**EXTRAIT DU TEXTE:**
------

Nouvelle mobilisation de solidarité avec le Doyen Kazdaghli
Le procès du Doyen Habib Kazdaghli reprendra le jeudi 3 janvier 2013 et avec lui le travail de Sisyphe des syndicalistes tunisiens, des militants de la société civile et des instances académiques plus que jamais solidaires de cet universitaire, devenu depuis une année un emblème de la défense des libertés académiques, et plus que jamais déterminés à faire partager à l’opinion publique et au monde entier leur conviction qu’il est innocent, que sa mise en examen est inique et qu’elle vise à éliminer de la scène universitaire, surtout après la requalification des charges retenues contre lui, un farouche défenseur des valeurs académiques et de toutes les libertés. De fait, les responsables universitaires syndicaux et les militants associatifs n’ont pas chômé pendant ces vacances scolaires pour reprendre la mobilisation et préparer de nouvelles actions de solidarité avec le doyen de la FLAHM.
La solidarité des doyens des institutions des lettres et des sciences humaines
La première réaction est venue de la conférence périodique des doyens des facultés de lettres et sciences humaines du pays. Ces derniers, réunis à Sousse le 19 décembre 2012, expriment, dans une déclaration publiée par l’Agence TAP le 28 décembre 2012, « leur confiance dans l’indépendance de la justice » mais aussi leur inquiétude devant les tentatives « d’instrumentalisation politique » de l’affaire de leur collègue Habib Kazdaghli et considèrent que la longueur du procès, qui traîne et se poursuit même après l’achèvement du premier semestre de l’année universitaire, constitue « une menace flagrante pour l’exercice des libertés académiques et une atteinte délibérée à l’autorité décanale qui représente l’éminent prestige de l’université et des universitaires ». Ils déplorent l’ambiance délétère dans laquelle ils travaillent et qui est caractérisée, en général, par la violence et le désordre provoqués par certaines parties estudiantines rebelles au respect du règlement intérieur et des directives émanant des conseils scientifiques. Ils mettent l’accent en particulier, sur « les pressions et les violences perpétrées par des groupes d'extrémistes religieux tout au long de l'année dernière à l'encontre des enseignants, du doyen et des étudiants de la faculté des lettres de la Manouba ». Ils rappellent « l’impossibilité dans laquelle ils se trouvent de poursuivre leur travail dans des conditions pareilles qui dilapident leur énergie et qui s’accompagnent de menaces quotidiennes pour leurs vies et leur sécurité personnelle » d’autant que leurs doléances ne trouvent pas d’écho auprès du ministère qui refuse «d'engager un dialogue véritable et une réflexion concernant les difficultés rencontrées ».

------

**TÂCHE DEMANDÉE:** D'après l'extrait sur le procès du doyen Kazdaghli, dans quelle ville et à quelle date les doyens des facultés de lettres et sciences humaines se sont-ils réunis ?

[Extraits d'un jeu de données d'étiquetage par points]
------

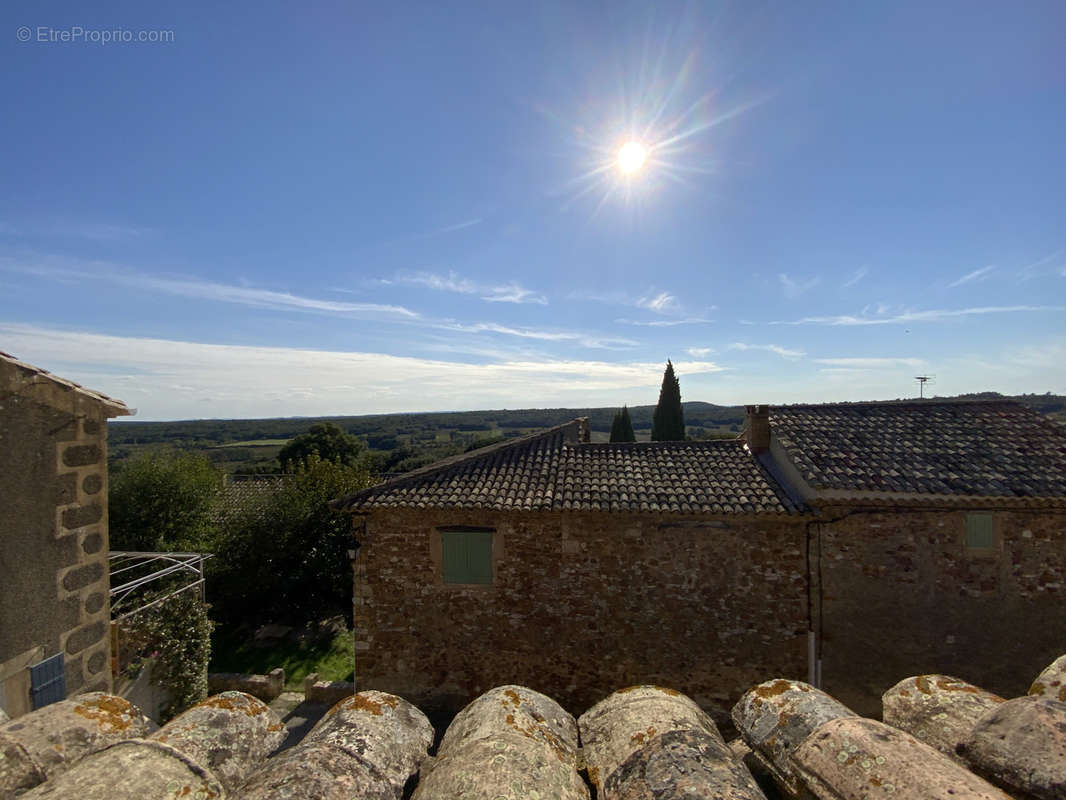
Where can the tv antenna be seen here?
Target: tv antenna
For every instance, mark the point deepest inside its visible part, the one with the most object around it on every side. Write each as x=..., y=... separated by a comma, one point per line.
x=922, y=380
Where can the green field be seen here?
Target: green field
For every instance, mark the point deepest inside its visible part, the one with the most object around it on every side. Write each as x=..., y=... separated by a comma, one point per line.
x=258, y=443
x=403, y=442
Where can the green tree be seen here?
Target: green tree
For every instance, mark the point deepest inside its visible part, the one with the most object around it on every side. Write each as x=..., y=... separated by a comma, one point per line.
x=325, y=441
x=284, y=556
x=162, y=501
x=622, y=428
x=667, y=421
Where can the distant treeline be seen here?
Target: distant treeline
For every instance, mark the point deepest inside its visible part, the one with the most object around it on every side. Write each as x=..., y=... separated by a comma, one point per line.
x=398, y=443
x=376, y=428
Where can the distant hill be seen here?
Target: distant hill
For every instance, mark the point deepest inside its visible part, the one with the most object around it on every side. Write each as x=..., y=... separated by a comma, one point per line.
x=406, y=441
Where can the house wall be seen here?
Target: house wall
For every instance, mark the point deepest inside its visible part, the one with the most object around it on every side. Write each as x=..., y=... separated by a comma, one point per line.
x=902, y=595
x=54, y=543
x=582, y=604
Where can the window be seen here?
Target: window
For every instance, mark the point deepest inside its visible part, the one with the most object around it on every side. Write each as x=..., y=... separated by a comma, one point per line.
x=466, y=555
x=981, y=532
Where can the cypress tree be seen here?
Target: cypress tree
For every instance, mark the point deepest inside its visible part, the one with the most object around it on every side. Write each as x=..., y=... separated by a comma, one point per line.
x=622, y=427
x=667, y=422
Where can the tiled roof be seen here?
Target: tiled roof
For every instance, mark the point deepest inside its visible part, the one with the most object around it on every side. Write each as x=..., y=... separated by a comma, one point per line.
x=554, y=470
x=682, y=477
x=28, y=374
x=986, y=449
x=246, y=494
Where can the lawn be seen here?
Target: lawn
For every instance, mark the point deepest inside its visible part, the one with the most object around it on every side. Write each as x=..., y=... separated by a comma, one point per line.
x=330, y=655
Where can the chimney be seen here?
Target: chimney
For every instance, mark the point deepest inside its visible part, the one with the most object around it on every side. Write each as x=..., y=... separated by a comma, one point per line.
x=757, y=428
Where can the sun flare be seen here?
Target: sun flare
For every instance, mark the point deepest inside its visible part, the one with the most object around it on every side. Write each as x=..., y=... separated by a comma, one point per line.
x=631, y=157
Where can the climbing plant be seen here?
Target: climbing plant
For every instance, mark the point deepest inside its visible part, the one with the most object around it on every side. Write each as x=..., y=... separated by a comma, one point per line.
x=176, y=636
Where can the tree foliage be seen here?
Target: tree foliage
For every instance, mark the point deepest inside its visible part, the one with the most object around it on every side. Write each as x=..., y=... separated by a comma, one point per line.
x=622, y=428
x=284, y=556
x=667, y=420
x=176, y=636
x=162, y=501
x=324, y=440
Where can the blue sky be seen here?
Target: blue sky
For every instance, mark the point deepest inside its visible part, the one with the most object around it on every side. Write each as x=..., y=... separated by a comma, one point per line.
x=269, y=209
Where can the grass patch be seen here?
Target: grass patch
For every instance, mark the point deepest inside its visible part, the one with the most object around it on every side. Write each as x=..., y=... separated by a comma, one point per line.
x=330, y=654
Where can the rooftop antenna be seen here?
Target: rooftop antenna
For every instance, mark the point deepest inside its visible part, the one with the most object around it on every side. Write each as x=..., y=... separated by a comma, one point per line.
x=922, y=380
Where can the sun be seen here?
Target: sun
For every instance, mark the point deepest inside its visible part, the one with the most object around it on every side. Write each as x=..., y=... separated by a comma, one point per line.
x=631, y=157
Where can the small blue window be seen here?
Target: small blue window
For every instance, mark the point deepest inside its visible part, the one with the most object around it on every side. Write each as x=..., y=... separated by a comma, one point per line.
x=981, y=532
x=466, y=555
x=48, y=682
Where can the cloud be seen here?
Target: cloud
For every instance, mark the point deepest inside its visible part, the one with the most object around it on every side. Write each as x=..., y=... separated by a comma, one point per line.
x=871, y=363
x=188, y=287
x=904, y=317
x=656, y=301
x=94, y=232
x=664, y=322
x=971, y=276
x=781, y=351
x=794, y=288
x=585, y=339
x=175, y=380
x=661, y=303
x=456, y=226
x=1040, y=267
x=858, y=275
x=511, y=292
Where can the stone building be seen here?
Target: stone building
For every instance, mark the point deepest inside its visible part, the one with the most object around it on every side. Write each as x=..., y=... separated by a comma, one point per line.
x=842, y=544
x=53, y=534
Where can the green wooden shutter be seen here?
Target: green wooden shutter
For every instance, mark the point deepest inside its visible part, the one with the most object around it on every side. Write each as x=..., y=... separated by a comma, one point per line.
x=480, y=557
x=981, y=531
x=466, y=556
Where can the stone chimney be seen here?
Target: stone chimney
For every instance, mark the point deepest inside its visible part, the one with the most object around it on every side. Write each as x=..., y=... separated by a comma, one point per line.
x=757, y=428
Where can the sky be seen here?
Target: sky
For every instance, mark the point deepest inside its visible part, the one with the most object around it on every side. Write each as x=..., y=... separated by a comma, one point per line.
x=279, y=209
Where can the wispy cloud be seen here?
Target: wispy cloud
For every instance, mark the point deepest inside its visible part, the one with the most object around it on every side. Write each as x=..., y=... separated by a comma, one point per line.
x=456, y=226
x=793, y=288
x=174, y=380
x=871, y=363
x=664, y=322
x=1044, y=267
x=510, y=292
x=904, y=317
x=779, y=350
x=970, y=277
x=585, y=339
x=191, y=287
x=856, y=276
x=661, y=303
x=93, y=230
x=657, y=301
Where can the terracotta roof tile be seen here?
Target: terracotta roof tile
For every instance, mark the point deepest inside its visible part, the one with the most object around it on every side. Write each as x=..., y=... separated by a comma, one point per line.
x=554, y=470
x=983, y=448
x=36, y=374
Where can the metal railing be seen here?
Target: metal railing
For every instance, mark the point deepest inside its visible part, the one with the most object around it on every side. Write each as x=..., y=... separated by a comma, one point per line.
x=140, y=570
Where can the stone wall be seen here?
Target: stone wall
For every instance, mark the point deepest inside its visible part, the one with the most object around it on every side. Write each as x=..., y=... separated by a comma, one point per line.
x=53, y=563
x=582, y=604
x=902, y=593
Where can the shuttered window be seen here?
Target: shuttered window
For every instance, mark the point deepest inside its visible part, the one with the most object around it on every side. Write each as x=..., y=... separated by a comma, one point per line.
x=466, y=555
x=981, y=532
x=48, y=682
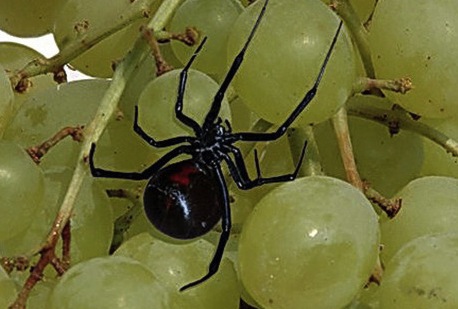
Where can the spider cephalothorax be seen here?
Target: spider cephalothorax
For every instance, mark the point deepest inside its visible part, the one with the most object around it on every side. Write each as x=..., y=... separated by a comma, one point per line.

------

**RÉPONSE COMPLÈTE:** À Sousse, le 19 décembre 2012.